Each line of the data should be repeated precisely.

===== DATASET EXTRACT =====

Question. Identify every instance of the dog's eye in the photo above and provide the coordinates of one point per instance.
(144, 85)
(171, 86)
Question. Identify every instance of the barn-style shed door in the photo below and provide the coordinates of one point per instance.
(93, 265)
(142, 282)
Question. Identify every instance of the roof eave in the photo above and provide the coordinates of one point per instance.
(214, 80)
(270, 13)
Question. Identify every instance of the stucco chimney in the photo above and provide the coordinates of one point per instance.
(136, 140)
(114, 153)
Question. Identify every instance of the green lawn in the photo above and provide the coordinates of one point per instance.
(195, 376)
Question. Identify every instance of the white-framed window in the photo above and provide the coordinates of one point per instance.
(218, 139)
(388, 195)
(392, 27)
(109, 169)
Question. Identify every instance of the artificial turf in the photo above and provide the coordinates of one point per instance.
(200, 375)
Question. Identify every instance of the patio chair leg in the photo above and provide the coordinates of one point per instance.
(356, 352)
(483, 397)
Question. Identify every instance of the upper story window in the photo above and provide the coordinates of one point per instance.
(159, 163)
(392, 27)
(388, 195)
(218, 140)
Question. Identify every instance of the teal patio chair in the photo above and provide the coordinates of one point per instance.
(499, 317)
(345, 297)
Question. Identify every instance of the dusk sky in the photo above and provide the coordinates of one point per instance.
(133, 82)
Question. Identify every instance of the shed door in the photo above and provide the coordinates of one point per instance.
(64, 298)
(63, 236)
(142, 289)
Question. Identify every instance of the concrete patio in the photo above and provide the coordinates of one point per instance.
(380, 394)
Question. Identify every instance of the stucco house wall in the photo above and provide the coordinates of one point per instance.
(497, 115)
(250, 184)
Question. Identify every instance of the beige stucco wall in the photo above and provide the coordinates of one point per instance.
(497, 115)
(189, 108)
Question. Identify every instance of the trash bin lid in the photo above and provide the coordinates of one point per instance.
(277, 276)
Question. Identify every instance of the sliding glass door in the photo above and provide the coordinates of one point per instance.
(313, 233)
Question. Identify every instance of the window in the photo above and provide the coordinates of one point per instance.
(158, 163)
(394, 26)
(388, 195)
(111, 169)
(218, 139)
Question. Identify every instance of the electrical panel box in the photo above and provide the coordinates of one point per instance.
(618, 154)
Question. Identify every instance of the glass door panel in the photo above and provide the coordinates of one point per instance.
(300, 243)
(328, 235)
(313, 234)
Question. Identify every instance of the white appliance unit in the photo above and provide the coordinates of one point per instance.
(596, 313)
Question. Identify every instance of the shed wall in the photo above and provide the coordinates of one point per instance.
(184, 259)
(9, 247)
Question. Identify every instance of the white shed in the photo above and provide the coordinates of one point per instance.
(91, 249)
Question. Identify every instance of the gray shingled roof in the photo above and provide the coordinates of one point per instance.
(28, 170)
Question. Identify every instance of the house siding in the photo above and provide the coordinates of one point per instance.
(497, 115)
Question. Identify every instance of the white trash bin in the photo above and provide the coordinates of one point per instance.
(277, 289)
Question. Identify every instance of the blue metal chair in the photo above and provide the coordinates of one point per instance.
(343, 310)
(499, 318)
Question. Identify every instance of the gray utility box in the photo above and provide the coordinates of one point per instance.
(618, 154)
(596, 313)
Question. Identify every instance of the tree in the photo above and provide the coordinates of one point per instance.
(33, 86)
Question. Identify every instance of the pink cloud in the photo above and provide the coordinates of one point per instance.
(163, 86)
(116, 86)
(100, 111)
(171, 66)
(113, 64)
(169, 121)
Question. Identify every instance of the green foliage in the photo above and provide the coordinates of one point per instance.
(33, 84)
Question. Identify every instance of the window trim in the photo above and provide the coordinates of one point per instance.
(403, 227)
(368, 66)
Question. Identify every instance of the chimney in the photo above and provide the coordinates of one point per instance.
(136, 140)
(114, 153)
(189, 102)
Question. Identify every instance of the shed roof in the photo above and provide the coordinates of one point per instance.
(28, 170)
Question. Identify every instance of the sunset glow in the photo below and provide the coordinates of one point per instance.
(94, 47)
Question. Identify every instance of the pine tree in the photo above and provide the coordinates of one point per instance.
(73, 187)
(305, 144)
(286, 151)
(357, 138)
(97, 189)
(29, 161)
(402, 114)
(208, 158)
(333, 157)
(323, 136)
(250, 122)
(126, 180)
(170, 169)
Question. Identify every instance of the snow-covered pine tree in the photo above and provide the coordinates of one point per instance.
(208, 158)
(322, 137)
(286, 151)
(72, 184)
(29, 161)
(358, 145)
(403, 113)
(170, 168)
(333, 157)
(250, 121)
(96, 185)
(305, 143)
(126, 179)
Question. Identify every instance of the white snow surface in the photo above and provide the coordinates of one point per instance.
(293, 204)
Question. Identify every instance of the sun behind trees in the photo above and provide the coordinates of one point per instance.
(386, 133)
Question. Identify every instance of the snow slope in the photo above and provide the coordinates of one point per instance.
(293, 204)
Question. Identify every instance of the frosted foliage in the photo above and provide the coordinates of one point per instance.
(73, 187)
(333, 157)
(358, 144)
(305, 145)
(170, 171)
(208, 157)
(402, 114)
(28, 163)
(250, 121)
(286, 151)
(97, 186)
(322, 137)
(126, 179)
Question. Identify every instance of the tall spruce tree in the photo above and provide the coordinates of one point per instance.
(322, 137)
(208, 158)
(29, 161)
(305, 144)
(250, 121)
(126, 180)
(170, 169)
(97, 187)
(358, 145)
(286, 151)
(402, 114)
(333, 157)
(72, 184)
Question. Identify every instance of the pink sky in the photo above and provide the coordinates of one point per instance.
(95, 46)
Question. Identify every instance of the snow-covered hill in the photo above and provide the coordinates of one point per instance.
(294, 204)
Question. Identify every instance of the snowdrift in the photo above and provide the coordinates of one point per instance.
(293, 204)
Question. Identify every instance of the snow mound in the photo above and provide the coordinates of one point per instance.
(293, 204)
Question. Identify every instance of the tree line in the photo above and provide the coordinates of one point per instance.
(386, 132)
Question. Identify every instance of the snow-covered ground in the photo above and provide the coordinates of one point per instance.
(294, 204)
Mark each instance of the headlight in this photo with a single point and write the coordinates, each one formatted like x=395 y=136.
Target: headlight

=====

▶ _EXERCISE ANSWER_
Question. Identify every instance of the dog's eye in the photo above and provide the coordinates of one point per instance.
(144, 85)
(171, 86)
Question. Identify every instance of the barn-style shed door in the photo below and provide the coordinates of one point per instance.
(93, 265)
(142, 282)
Question. Identify every instance of the roof eave in the photo above and provide the coordinates of one point per instance.
(214, 80)
(270, 13)
Question. Identify every instance of the stucco chimney in the photo above and provide the coordinates of one point per instance.
(136, 140)
(114, 153)
Question. Identify every instance of the green lawn in the photo above and provide the coordinates of one point per instance.
(195, 376)
Question. Identify every instance of the white-framed window in the photo above and provide the coordinates of one point per instance.
(218, 139)
(388, 195)
(392, 27)
(109, 169)
Question. Identify every instance of the artificial turf in the photo above and provide the coordinates of one point per instance.
(200, 375)
Question. Identify every instance of the patio chair leg in the photo above and provide the coordinates of one point per instance.
(356, 352)
(483, 397)
Question. Identify every instance of the upper story window in the photo above and provide the coordinates of one point per instance.
(159, 163)
(392, 27)
(388, 195)
(218, 140)
Question. Identify every instance of the teal patio chair in the photo above and provide the coordinates of one point per instance.
(499, 317)
(345, 297)
Question. Identify every instance of the dusk sky in the photo above and provide the coordinates of one point per instance.
(133, 82)
Question. Identify every instance of the shed door in the photo above and provide the coordinates of one point per instance.
(64, 298)
(63, 236)
(142, 289)
Question. Identify every instance of the concrete patio in the photo above and provide the coordinates of one point per instance.
(380, 394)
Question. Identify every instance of the stucco house wall in the photo above and provide the coordinates of one point per instance.
(497, 115)
(250, 184)
Question. Identify every instance of the beige stucco wall in the photo above and provide the coordinates of one point per instance.
(497, 115)
(189, 108)
Question. Identify every instance of the trash bin lid in the photo above and provide the coordinates of one point per instance.
(277, 276)
Question. Identify every instance of the sliding glass door in the photo above and provide the coordinates of one point per instance.
(313, 233)
Question. Identify every instance of the window in the photo above and provide the coordinates of one point per instance.
(158, 163)
(394, 26)
(388, 195)
(111, 169)
(218, 139)
Question. Identify every instance of the electrical panel box in the photo above and provide the coordinates of one point per instance.
(618, 154)
Question. Identify every instance of the glass door panel in the photo above and provide the coordinates of one point per instance.
(300, 243)
(328, 235)
(313, 234)
Question. Identify every instance of the white appliance unit in the photo above and provide the coordinates of one point per instance.
(596, 313)
Question. Identify every instance of the shed wall in the photo above and provide the coordinates of one point per instance.
(184, 259)
(9, 247)
Question. Identify every instance of the white shed in the photo above and provide the coordinates of one point per instance.
(91, 249)
Question. Identify every instance of the gray shingled roof in the photo above and provide the coordinates of one point per instance.
(28, 170)
Question. Identify every instance of the house siding in the photo above and provide the coordinates of one point per instance.
(497, 115)
Question. Identify every instance of the white trash bin in the photo above and provide the coordinates of one point per instance.
(277, 289)
Question. Identify every instance of the blue metal chair in the photo above and provide the coordinates of one point per instance.
(343, 310)
(499, 318)
Question. Identify every instance of the gray utility box in the photo above and provide the coordinates of one point per instance.
(618, 154)
(596, 313)
Question. Identify every instance of the tree in the photo above and provide the coordinates of one point per instance.
(33, 86)
Question. Identify every instance of the pink cloud in the photo above and provide the coordinates of one point per instance.
(163, 86)
(116, 86)
(100, 111)
(171, 66)
(113, 64)
(169, 121)
Question. Identify every instance of the green foliage in the photo above and provide the coordinates of one point per instance.
(33, 84)
Question. Identify every instance of the window trim in the photo above and provide the coordinates of one point per instance.
(403, 227)
(368, 66)
Question. Identify every instance of the chimney in the photo above and provide the coordinates of one point per instance.
(136, 140)
(114, 153)
(189, 102)
Question. Identify every instance of the shed roof in the photo above and provide the coordinates of one point per instance.
(28, 170)
Question. Identify every instance of the sunset glow in the photo below and provide the coordinates of one point per instance.
(94, 47)
Question. Identify every instance of the pine tree in the photo above and provide the coordinates of one point per instance.
(73, 187)
(305, 144)
(286, 151)
(357, 138)
(97, 189)
(29, 161)
(402, 114)
(208, 158)
(333, 157)
(323, 136)
(250, 122)
(126, 180)
(170, 169)
Question. Identify every instance of the snow-covered pine tree in the photo above and provide the coordinates of one point per instance.
(208, 158)
(322, 137)
(286, 151)
(72, 184)
(29, 161)
(358, 145)
(403, 113)
(170, 168)
(333, 157)
(250, 121)
(96, 185)
(305, 143)
(126, 179)
Question. Identify every instance of the white snow surface in the photo above and provide the coordinates of one point per instance.
(293, 204)
Question. Identify every instance of the sun behind trees in the photo above and provide the coordinates of one point per instance.
(386, 133)
Question. Identify every instance of the snow slope in the photo above and provide the coordinates of one point per instance.
(293, 204)
Question. Identify every instance of the frosted foliage in the photo above and provide the coordinates of one point per instance.
(73, 187)
(333, 157)
(358, 144)
(305, 145)
(170, 171)
(208, 157)
(402, 114)
(28, 163)
(250, 121)
(286, 151)
(97, 186)
(322, 137)
(126, 179)
Question. Identify every instance of the tall spruce tree in the photo above and provide the coordinates of one point per instance.
(322, 137)
(208, 158)
(29, 161)
(305, 144)
(250, 121)
(126, 180)
(170, 169)
(97, 187)
(358, 145)
(286, 151)
(402, 114)
(333, 157)
(72, 184)
Question. Identify every instance of the pink sky in the photo above and provide the coordinates of one point per instance.
(95, 46)
Question. Identify every instance of the snow-covered hill in the photo above and provide the coordinates of one point per instance.
(294, 204)
Question. Identify every instance of the snowdrift in the photo above and provide the coordinates of one point per instance.
(293, 204)
Question. Identify every instance of the snow mound in the photo above and provide the coordinates of one point per instance.
(293, 204)
Question. Identify every instance of the tree line in the photo above and provide the coordinates of one point per instance.
(386, 132)
Question. Identify every instance of the snow-covered ground in the photo above and provide the coordinates of one point per instance.
(294, 204)
Mark each instance of the headlight in this photo with a single point and write the coordinates, each one formatted like x=395 y=136.
Target: headlight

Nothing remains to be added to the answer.